- YOUR TASK: Write out precisely the lines beginning with the line that contains "Target: man wearing glasses" and ending with the last line of the entries, and no other lines.

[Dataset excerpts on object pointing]
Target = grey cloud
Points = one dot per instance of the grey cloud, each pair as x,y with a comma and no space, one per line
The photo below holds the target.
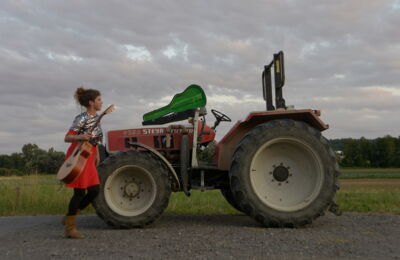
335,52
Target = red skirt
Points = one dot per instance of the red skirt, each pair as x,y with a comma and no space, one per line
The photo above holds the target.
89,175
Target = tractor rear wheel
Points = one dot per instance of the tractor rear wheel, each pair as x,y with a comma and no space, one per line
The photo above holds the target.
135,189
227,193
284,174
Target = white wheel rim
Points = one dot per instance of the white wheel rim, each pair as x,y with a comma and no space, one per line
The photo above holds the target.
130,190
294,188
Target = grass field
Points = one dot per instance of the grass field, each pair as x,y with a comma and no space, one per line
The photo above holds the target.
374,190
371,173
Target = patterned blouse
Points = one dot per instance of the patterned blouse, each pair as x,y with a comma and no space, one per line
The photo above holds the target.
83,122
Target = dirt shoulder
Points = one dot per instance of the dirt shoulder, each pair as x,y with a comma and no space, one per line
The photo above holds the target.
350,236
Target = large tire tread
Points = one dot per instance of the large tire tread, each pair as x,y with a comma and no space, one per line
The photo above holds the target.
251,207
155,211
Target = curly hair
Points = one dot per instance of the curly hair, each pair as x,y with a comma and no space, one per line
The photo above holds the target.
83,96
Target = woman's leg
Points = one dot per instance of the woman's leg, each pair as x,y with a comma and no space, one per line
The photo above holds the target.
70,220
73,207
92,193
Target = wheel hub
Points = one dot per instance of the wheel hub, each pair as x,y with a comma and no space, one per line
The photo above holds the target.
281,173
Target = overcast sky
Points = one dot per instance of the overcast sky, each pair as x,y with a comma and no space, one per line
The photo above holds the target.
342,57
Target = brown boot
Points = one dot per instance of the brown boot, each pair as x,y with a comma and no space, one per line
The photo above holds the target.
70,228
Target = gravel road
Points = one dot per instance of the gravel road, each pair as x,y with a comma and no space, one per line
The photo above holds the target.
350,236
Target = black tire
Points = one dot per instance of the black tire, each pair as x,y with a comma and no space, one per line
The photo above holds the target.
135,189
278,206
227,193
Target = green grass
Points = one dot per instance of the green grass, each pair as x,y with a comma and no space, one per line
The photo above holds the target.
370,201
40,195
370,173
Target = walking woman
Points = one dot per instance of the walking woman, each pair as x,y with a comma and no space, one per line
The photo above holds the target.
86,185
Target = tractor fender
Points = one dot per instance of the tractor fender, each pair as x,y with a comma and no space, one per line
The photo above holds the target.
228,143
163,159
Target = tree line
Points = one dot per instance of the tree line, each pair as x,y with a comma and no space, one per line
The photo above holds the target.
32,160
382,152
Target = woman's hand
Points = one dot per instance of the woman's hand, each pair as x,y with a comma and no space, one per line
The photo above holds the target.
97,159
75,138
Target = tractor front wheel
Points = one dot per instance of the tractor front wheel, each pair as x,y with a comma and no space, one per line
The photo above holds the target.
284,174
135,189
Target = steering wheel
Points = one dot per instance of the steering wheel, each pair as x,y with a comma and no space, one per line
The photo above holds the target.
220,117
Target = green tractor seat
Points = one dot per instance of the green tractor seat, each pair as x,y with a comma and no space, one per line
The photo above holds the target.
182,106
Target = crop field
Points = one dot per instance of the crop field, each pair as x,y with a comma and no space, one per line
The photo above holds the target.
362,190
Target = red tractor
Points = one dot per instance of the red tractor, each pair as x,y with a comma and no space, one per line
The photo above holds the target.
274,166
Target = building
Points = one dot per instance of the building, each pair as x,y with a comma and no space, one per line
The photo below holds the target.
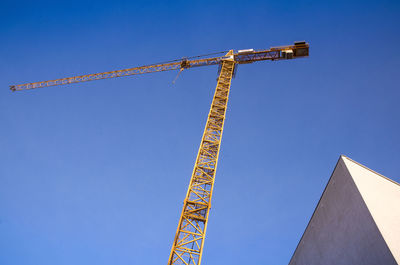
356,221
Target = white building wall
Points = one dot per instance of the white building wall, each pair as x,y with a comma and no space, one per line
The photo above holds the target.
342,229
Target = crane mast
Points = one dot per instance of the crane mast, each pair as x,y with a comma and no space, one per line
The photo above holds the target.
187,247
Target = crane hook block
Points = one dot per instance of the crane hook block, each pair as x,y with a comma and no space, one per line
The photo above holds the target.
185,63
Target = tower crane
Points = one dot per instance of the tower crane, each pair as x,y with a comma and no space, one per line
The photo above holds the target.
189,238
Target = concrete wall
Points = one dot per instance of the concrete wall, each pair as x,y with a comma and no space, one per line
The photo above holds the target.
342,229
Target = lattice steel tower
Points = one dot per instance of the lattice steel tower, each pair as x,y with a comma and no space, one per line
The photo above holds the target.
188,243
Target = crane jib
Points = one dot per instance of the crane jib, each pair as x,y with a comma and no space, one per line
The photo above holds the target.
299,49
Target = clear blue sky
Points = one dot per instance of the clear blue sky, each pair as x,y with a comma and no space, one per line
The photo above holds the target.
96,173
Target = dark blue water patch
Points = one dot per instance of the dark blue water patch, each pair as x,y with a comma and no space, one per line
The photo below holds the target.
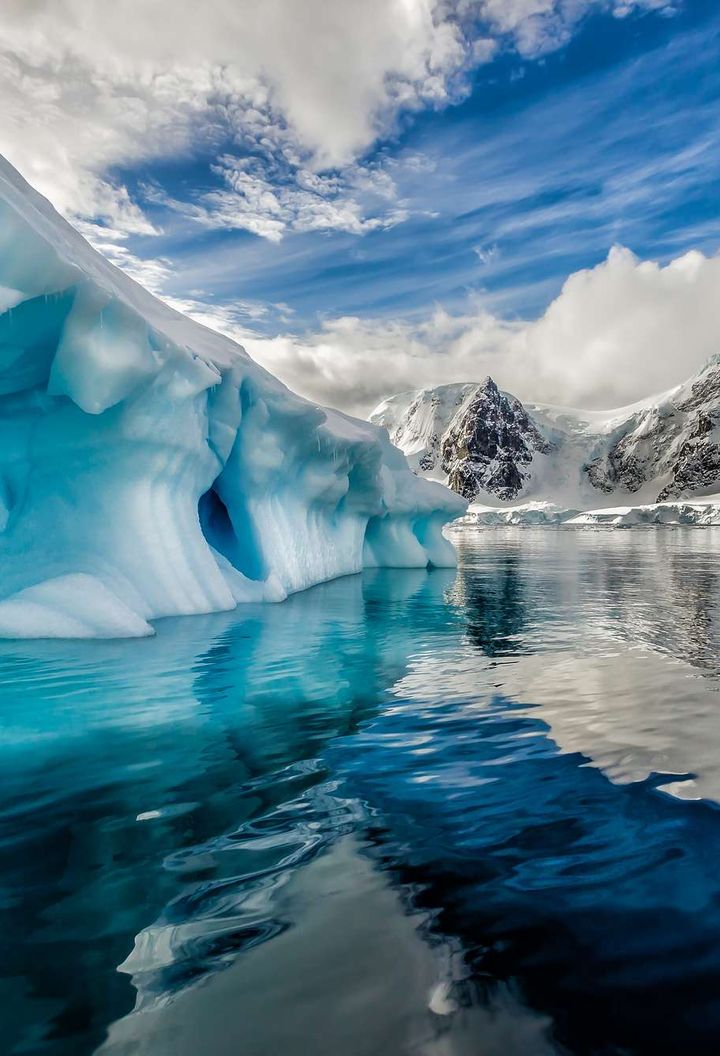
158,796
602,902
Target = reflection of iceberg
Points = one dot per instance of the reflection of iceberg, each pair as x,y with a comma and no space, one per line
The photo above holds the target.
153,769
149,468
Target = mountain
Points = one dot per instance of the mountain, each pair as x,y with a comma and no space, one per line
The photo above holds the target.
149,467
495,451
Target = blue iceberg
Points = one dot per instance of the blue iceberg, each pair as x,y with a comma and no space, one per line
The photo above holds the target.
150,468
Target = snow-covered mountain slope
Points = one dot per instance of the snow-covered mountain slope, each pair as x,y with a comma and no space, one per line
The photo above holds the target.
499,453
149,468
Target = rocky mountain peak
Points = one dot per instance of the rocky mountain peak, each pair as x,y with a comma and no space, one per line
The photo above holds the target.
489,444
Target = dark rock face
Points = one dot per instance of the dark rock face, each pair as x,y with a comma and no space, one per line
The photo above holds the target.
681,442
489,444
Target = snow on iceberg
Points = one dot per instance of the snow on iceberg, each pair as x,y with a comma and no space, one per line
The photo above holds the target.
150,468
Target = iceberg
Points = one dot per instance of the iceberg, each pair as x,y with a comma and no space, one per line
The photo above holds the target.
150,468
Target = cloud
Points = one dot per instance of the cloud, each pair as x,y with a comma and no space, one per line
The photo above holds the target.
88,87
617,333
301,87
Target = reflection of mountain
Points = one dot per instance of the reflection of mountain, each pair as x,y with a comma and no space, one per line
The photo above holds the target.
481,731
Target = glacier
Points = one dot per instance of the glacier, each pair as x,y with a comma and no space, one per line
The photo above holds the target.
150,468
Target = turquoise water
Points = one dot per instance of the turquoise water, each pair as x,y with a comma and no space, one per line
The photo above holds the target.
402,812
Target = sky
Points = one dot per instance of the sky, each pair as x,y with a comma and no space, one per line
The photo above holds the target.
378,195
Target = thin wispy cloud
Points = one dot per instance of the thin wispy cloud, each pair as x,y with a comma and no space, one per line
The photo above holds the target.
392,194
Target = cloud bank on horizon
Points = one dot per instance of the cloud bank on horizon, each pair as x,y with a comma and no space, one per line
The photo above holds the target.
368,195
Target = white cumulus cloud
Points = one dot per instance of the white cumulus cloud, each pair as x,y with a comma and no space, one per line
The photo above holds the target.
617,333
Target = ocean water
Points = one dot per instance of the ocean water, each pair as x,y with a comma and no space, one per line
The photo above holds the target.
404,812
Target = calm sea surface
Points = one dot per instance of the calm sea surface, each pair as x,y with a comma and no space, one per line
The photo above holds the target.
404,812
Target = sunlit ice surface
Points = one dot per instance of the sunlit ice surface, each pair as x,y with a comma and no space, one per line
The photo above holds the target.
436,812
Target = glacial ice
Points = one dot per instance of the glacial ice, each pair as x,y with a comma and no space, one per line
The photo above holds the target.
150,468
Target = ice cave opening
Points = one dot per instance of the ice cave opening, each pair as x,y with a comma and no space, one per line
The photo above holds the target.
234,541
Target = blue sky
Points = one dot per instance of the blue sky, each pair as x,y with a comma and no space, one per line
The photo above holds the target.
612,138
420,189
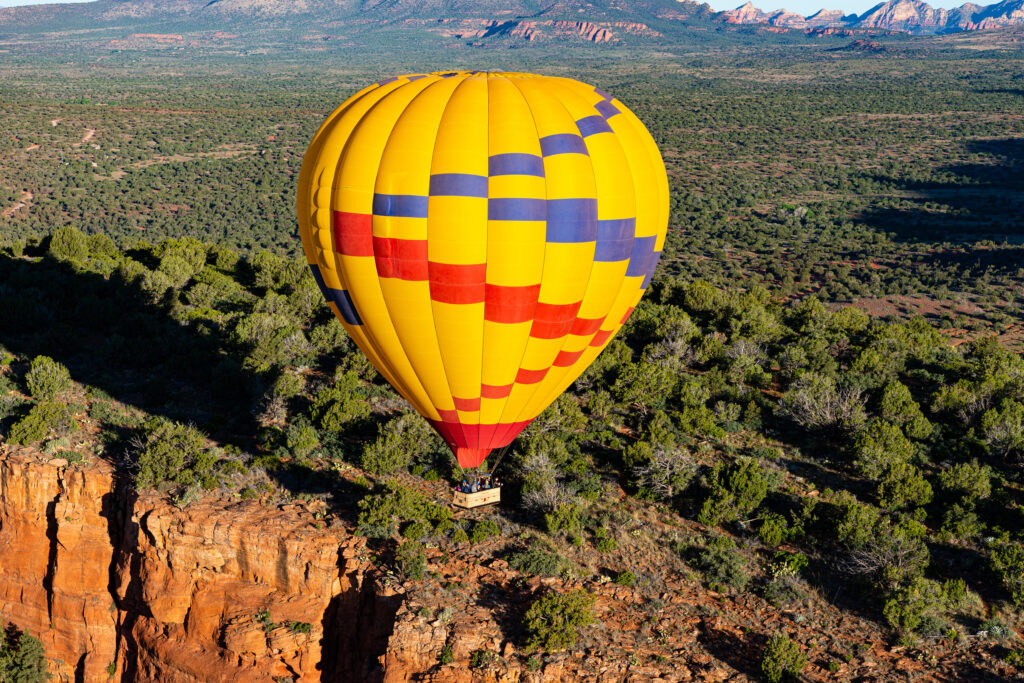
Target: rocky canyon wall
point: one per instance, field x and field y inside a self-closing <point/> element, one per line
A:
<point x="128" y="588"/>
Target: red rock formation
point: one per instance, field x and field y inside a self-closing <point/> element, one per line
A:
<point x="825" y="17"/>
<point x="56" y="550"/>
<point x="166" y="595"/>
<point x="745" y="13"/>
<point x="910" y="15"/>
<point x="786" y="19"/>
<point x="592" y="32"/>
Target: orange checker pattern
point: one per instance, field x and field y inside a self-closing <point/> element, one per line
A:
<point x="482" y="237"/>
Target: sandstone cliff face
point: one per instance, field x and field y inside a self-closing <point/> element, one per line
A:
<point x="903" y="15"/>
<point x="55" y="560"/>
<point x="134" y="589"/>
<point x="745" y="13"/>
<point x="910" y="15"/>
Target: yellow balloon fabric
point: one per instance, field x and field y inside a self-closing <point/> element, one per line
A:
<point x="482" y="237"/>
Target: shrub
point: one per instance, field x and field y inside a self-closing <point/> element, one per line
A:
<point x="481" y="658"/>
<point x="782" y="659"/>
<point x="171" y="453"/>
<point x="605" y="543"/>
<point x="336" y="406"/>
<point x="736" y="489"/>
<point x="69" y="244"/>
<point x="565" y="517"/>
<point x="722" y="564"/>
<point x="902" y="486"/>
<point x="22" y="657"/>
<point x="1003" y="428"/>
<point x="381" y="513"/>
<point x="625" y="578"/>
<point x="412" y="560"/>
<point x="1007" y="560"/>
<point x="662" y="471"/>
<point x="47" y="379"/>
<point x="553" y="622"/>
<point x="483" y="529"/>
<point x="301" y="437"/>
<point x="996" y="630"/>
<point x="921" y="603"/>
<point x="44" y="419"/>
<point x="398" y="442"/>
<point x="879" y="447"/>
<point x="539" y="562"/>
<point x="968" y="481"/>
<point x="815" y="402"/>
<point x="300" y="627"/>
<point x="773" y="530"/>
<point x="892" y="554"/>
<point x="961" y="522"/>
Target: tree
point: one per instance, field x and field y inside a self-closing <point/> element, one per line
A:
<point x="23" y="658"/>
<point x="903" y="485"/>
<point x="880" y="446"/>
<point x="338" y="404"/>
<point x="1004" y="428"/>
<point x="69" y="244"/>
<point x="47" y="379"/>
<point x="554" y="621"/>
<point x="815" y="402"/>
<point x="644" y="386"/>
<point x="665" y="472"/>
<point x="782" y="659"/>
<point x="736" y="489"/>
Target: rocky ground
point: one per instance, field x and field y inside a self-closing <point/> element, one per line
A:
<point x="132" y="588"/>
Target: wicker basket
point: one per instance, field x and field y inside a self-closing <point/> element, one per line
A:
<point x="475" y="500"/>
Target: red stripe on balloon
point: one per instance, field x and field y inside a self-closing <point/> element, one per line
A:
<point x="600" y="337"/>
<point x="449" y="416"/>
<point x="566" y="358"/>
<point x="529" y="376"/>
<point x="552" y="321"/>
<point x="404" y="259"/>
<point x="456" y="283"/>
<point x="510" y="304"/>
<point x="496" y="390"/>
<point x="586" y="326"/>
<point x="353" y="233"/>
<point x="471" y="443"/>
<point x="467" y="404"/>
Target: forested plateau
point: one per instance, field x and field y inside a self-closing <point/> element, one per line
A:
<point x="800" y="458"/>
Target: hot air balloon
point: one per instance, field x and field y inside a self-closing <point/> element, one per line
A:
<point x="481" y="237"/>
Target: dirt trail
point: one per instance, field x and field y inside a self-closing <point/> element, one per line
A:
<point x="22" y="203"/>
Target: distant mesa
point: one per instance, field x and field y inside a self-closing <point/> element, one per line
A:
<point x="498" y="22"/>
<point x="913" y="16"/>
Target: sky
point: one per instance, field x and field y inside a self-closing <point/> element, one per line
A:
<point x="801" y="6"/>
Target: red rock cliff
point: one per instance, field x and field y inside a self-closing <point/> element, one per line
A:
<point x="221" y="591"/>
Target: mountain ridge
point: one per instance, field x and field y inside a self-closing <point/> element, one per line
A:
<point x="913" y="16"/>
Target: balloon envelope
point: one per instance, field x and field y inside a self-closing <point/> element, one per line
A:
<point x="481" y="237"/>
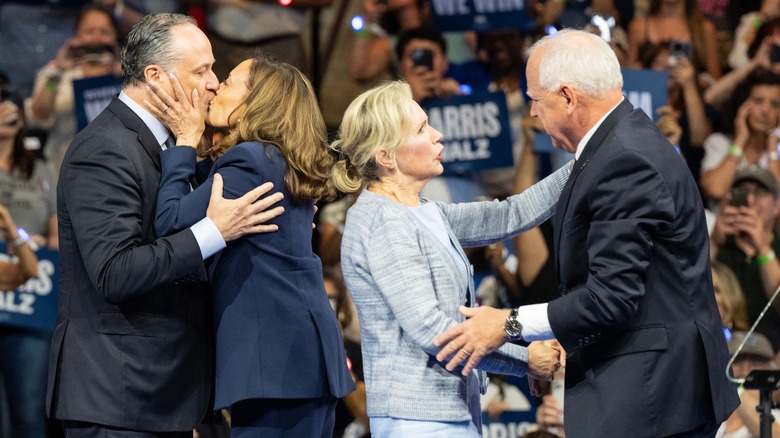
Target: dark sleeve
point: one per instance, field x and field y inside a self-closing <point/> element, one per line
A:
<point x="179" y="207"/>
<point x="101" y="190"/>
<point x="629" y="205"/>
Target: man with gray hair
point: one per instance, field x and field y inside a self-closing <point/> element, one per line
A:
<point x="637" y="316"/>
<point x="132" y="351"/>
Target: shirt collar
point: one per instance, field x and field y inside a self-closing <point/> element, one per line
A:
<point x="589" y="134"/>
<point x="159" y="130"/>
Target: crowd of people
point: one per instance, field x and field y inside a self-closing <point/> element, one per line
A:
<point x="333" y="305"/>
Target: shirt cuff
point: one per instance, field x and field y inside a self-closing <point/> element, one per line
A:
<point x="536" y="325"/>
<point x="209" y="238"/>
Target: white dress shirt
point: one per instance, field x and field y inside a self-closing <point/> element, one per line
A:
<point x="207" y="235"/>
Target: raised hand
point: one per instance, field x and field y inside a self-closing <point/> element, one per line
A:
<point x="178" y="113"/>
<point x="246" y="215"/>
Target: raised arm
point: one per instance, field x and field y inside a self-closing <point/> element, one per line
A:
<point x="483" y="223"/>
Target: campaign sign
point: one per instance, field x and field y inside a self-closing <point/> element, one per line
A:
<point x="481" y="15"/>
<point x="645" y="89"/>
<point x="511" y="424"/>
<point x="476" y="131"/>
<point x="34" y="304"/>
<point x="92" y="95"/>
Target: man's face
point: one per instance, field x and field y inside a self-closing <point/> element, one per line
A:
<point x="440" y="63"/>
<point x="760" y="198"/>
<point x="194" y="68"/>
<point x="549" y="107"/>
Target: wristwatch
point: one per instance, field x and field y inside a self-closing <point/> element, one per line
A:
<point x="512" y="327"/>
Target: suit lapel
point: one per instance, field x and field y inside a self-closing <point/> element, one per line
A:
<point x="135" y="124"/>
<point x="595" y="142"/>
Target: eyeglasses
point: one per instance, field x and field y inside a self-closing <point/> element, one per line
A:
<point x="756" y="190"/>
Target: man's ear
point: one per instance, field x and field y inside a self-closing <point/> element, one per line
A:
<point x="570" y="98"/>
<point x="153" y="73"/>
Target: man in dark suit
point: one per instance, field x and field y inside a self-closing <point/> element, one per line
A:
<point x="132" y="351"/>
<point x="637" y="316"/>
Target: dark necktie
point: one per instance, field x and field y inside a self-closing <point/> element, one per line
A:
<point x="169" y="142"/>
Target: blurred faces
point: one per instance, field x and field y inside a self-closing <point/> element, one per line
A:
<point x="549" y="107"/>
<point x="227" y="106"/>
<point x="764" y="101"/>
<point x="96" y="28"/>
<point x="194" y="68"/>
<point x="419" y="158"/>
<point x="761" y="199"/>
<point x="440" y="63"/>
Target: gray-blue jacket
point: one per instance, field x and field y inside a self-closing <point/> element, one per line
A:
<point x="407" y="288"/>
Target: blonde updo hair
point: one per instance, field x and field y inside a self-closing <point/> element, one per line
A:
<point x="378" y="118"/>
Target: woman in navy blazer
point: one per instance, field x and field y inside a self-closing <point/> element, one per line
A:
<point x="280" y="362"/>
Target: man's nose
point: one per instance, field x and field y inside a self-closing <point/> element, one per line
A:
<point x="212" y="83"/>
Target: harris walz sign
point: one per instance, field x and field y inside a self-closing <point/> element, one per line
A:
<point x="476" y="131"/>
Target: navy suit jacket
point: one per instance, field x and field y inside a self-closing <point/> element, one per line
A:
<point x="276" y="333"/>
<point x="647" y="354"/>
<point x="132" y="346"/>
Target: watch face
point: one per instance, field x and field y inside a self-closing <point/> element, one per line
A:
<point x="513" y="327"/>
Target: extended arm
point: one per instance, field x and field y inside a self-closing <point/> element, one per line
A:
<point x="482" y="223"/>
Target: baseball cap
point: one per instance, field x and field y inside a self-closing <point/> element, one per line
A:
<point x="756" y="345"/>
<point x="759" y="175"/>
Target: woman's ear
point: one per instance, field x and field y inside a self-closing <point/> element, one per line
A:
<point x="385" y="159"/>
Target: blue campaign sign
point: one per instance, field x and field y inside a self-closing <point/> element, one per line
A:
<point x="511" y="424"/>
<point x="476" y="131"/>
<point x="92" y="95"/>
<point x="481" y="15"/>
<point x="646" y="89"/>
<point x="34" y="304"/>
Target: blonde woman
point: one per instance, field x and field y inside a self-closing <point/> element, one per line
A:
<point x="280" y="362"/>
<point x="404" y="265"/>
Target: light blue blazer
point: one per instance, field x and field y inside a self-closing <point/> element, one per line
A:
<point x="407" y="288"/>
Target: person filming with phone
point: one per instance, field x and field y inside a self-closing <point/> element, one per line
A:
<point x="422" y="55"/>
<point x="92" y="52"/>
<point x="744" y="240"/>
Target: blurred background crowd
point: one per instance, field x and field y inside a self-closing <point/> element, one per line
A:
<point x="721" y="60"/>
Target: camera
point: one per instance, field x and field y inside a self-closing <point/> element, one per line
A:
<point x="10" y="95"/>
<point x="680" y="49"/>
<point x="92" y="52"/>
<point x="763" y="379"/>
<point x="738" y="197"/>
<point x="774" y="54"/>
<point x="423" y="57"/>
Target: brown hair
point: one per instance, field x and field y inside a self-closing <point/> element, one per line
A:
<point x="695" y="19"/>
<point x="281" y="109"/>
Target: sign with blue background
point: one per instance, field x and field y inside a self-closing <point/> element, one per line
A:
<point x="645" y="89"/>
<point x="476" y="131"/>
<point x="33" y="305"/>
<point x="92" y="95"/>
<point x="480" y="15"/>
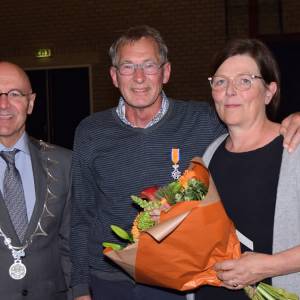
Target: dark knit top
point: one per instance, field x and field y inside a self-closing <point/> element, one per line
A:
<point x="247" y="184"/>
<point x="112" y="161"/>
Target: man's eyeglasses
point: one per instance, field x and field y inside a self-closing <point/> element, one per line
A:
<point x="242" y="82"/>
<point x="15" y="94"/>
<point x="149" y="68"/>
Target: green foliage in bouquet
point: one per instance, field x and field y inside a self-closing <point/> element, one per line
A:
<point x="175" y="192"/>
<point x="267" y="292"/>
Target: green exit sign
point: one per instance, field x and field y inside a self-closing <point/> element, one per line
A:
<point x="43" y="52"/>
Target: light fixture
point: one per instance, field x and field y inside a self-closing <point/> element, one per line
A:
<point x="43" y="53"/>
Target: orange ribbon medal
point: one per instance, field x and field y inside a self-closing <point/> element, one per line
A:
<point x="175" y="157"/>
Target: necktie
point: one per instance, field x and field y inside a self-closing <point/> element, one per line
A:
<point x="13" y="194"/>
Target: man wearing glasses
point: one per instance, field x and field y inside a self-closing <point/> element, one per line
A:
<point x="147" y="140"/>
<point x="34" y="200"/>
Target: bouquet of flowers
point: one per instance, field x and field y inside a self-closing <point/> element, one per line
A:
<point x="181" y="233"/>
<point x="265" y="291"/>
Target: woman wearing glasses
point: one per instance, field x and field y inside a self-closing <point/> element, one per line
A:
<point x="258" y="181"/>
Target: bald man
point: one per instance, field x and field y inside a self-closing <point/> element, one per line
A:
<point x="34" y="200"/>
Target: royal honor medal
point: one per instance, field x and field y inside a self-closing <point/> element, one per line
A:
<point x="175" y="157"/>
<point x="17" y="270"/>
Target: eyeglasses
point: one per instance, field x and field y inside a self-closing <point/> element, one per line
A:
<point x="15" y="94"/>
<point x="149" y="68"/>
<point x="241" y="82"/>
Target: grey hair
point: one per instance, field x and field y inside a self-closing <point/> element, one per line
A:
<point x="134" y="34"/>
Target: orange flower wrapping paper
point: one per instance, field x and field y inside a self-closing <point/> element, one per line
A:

- ANSWER TO THE PROBLEM:
Target: man wearing glasses
point: one per instance, field x and field y inside a self-closing <point/> element, one per line
A:
<point x="147" y="140"/>
<point x="34" y="200"/>
Target: bouquet of flowers
point: one per instance, field x and field y inside a self-closing <point/> element, one per line
A:
<point x="181" y="233"/>
<point x="265" y="291"/>
Target: woman wearing glasses
point: one per instance, field x and field y inside a self-closing <point/> element, one per line
A:
<point x="258" y="181"/>
Target: bald man
point: one per instance, field x and field y inside a self-closing <point/> element, one per line
A:
<point x="34" y="200"/>
Target: royal honor medal
point: one per instance, field x and field y inside a self-closing <point/> element, one per line
A:
<point x="175" y="157"/>
<point x="17" y="270"/>
Target: eyeglasses
point: one per instance, field x and field y inside a self-closing <point/> element, one per line
A:
<point x="15" y="94"/>
<point x="149" y="68"/>
<point x="241" y="82"/>
Target: grey hair
point: one per instance, field x and field y inside a self-closing <point/> element, one per line
A:
<point x="134" y="34"/>
Target: orange flower wrapping paper
point: one per instance, field x and field y inside a self-closing <point/> element, one per line
A:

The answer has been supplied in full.